■ 引用文 ■

####

説明

美容用具またはヘルスケア用具

【課題】 本発明は、従来のマイクロファイバー使いの美容用具やヘルスケア用具よりも肌を傷つけにくく、美容成分を肌表面に滞留・浸透させ易い優れた美容用具または薬効成分を肌表面に滞留させ易い優れたヘルスケア用具を提供するものである。
【解決手段】有機ポリマーからなり数平均による単繊維直径が1nm以上1000nm未満であるナノファイバーを含む、美容成分を肌表面に滞留・浸透させるための美容用具または、薬効成分を肌表面に滞留させるためのヘルスケア用具または紙おむつ・生理用品であるヘルスケア用具。

【発明の詳細な説明】
【技術分野】
【0001】
本発明は、従来のマイクロファイバー使いの製品よりも肌や粘膜などへの刺激が少ない、優れた性能を有する美容成分を肌表面に滞留・浸透させるための美容用具または薬効成分を肌表面に滞留させるためのヘルスケア用具または紙おむつ・生理用品であるヘルスケア用具に関するものである。
【背景技術】
【0002】
単繊維直径が2〜5μmのマイクロファイバーは、従来からめがね拭きやレンズ、電子機器のディスプレイ用のワイピングクロスに好適に利用されている。最近では、さらに用途を拡げ、洗顔布などの美容用具としても利用されるようになった。
【0003】
従来のマイクロファイバー洗顔布はミクロンサイズの泡を発生させ、この泡で洗顔することに意味があった。しかし、これを誤って、マイクロファイバー洗顔布そのもので肌を擦ると、肌への刺激が強すぎ、ひりひりとした痛みを伴う場合があった。また、マイクロファイバーは通常の繊維に比べるとしなやかであるが、ミクロに見るとまだまだ硬く、肌の溝に沿ってマイクロファイバーが侵入することができず、肌の溝に付着した汚れを拭き取る能力には限界があった。

####

■ 依頼文 1 ■
下の項目の各行を、空行を除いて番号付きのリストに変えてください。画像は答えに含めないでください。

####

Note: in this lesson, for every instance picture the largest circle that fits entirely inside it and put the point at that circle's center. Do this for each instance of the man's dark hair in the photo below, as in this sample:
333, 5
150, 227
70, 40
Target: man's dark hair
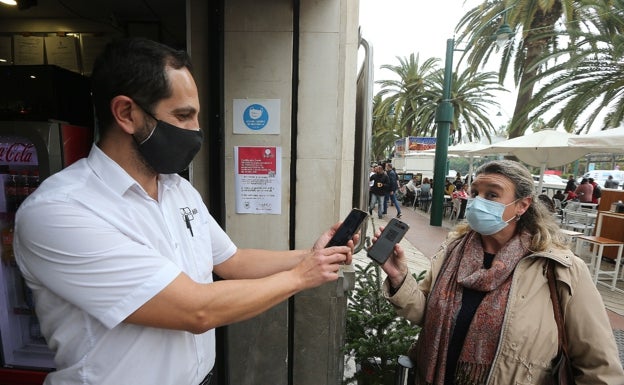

####

■ 依頼文 2 ■
美容用具についての文章から、「美容用具またはヘルスケア用具」で始まり「理用品であるヘルスケア用具。」で終わる部分を、そのまま書き写してください。

■ 回答 1 ■
1. Note: in this lesson, for every instance picture the largest circle that fits entirely inside it and put the point at that circle's center. Do this for each instance of the man's dark hair in the photo below, as in this sample:
2. 333, 5
3. 150, 227
4. 70, 40
5. Target: man's dark hair

■ 回答 2 ■
美容用具またはヘルスケア用具

【課題】 本発明は、従来のマイクロファイバー使いの美容用具やヘルスケア用具よりも肌を傷つけにくく、美容成分を肌表面に滞留・浸透させ易い優れた美容用具または薬効成分を肌表面に滞留させ易い優れたヘルスケア用具を提供するものである。
【解決手段】有機ポリマーからなり数平均による単繊維直径が1nm以上1000nm未満であるナノファイバーを含む、美容成分を肌表面に滞留・浸透させるための美容用具または、薬効成分を肌表面に滞留させるためのヘルスケア用具または紙おむつ・生理用品であるヘルスケア用具。